WHAT NEEDS TO BE DONE
Count the lines in the material below that contain the word "road" and give only that number.

(Stored entries)
────────────────────────────────────────

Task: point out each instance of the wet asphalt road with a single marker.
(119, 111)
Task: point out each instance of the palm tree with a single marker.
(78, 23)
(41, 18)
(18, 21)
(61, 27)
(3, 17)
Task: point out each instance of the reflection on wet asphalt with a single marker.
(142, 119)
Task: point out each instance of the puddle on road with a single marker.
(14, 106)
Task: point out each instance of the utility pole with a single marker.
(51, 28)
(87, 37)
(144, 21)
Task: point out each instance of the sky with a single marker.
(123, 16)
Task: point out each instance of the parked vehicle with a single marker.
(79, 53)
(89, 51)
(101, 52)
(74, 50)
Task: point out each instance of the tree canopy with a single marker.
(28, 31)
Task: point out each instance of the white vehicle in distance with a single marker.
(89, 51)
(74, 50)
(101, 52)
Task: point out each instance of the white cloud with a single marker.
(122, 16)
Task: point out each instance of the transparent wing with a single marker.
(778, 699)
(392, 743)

────────────────────────────────────────

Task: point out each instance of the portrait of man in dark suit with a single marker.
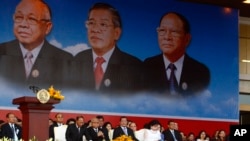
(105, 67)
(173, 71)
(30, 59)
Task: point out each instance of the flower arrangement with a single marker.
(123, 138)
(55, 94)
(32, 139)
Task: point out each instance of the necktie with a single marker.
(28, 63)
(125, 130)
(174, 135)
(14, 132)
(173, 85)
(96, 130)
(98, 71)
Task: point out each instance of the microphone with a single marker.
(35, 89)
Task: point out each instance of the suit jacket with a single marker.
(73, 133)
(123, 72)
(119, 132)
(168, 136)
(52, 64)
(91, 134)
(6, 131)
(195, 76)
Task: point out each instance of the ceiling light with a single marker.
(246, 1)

────────────────────────────────────────

RESPONSE TO THIS EXERCISE
2